* EXERCISE MATERIALS *
◆ ◆ ◆ ◆
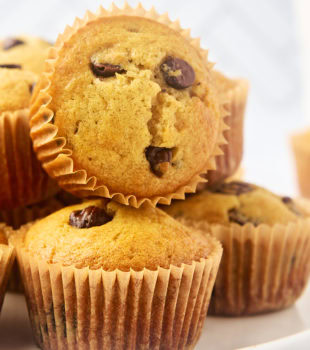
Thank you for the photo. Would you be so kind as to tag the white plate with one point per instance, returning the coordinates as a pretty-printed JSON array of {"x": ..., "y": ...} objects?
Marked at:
◆ ◆ ◆ ◆
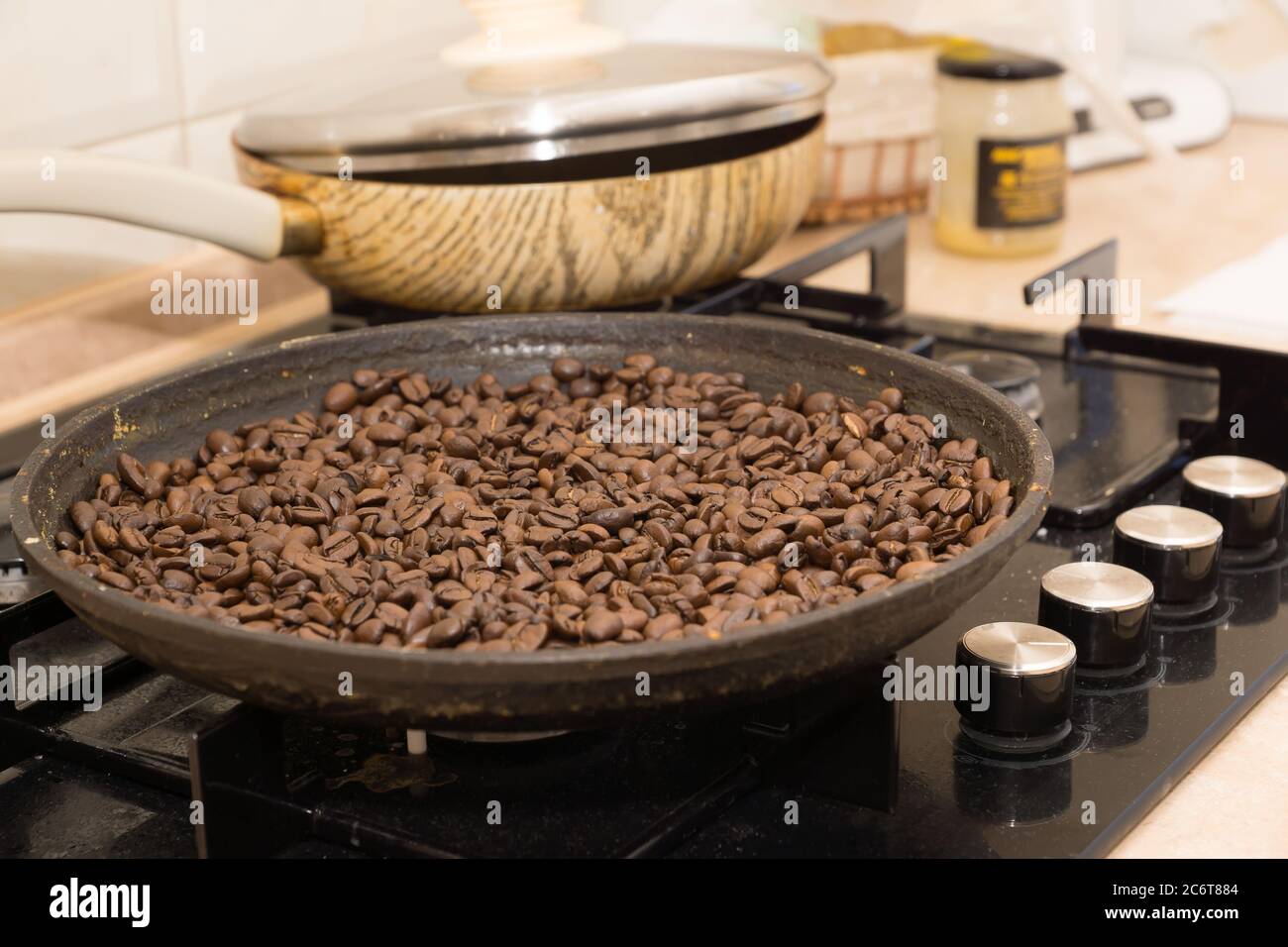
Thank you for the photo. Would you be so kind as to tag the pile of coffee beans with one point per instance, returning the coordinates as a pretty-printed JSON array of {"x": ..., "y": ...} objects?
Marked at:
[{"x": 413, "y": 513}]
◆ ◆ ◆ ◆
* WRITTEN TASK *
Return each line in the material above that contains the word "photo".

* SOLUTION FOR THIS PROBLEM *
Thank you for the photo. Would you be so kind as to tag the white plate with one point per instance, returning the coordinates as a pretty-printed JSON array of {"x": ..., "y": ...} objects?
Thank you for the photo. Would you be so kind as to tag the pile of coffee beans with one point per instance, returning the coordinates as a pretty-printed JSON array of {"x": ..., "y": ...} objects?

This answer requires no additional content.